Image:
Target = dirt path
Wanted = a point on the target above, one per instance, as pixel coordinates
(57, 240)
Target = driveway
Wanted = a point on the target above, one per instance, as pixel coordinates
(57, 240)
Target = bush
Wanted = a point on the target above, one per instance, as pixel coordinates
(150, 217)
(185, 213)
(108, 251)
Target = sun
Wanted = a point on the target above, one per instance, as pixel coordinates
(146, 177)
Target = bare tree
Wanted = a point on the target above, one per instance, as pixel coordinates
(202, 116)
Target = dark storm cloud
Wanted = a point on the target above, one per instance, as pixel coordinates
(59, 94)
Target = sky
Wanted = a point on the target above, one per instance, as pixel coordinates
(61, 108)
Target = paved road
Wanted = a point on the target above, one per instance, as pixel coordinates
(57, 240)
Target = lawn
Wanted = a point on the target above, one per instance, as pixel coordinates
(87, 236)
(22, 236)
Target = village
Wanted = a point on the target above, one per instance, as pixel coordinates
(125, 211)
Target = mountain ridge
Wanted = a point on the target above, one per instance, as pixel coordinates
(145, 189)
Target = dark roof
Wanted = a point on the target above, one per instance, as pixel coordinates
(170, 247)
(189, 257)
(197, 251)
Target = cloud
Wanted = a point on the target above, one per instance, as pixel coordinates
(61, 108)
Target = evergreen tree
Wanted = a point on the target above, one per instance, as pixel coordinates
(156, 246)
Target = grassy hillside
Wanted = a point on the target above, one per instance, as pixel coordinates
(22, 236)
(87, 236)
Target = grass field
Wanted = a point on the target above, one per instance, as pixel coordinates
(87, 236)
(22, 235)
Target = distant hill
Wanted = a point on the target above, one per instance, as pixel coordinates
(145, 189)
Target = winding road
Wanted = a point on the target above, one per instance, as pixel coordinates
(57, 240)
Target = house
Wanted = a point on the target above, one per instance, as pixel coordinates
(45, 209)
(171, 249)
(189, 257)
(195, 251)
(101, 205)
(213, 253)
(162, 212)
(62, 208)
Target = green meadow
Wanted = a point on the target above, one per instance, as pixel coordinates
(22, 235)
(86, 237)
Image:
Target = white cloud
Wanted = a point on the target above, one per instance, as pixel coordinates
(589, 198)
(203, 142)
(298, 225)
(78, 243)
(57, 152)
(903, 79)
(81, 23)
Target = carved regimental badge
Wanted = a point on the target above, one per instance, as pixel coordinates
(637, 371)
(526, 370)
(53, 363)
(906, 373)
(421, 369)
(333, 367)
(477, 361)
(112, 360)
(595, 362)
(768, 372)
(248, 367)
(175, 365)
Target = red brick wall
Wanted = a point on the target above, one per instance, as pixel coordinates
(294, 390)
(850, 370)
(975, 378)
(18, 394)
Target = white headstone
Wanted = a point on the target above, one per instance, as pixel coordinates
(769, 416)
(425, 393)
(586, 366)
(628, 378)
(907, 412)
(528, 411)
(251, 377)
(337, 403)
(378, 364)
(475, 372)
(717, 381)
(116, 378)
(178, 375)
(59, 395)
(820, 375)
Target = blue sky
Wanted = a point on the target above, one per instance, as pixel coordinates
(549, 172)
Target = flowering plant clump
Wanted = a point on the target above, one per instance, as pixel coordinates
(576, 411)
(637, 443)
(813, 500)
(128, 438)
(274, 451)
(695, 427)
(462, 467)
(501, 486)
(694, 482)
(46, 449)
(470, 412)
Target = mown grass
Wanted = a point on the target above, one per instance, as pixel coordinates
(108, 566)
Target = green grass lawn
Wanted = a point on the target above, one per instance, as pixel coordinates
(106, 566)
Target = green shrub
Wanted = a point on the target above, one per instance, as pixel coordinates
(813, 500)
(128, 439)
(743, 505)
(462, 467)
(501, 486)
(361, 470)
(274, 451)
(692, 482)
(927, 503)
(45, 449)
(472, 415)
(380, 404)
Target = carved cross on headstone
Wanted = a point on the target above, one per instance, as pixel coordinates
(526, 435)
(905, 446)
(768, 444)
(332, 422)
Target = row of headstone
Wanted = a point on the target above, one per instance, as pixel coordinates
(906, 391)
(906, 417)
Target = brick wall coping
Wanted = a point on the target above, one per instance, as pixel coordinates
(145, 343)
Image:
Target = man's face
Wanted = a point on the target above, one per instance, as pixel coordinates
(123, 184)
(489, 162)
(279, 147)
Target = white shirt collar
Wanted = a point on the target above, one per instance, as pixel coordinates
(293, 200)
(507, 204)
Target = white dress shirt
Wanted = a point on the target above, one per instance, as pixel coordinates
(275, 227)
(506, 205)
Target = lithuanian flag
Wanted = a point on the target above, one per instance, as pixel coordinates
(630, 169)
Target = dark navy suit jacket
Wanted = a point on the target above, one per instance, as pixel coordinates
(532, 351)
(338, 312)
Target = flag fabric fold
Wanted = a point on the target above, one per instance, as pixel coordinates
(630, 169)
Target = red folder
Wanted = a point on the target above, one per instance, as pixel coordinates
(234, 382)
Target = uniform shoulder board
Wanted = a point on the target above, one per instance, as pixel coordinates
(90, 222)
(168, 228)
────────────────
* BRIEF
The string "tree" may appear in lines of the listing above; tally those lines and give the number only.

* EXPECTED ANSWER
2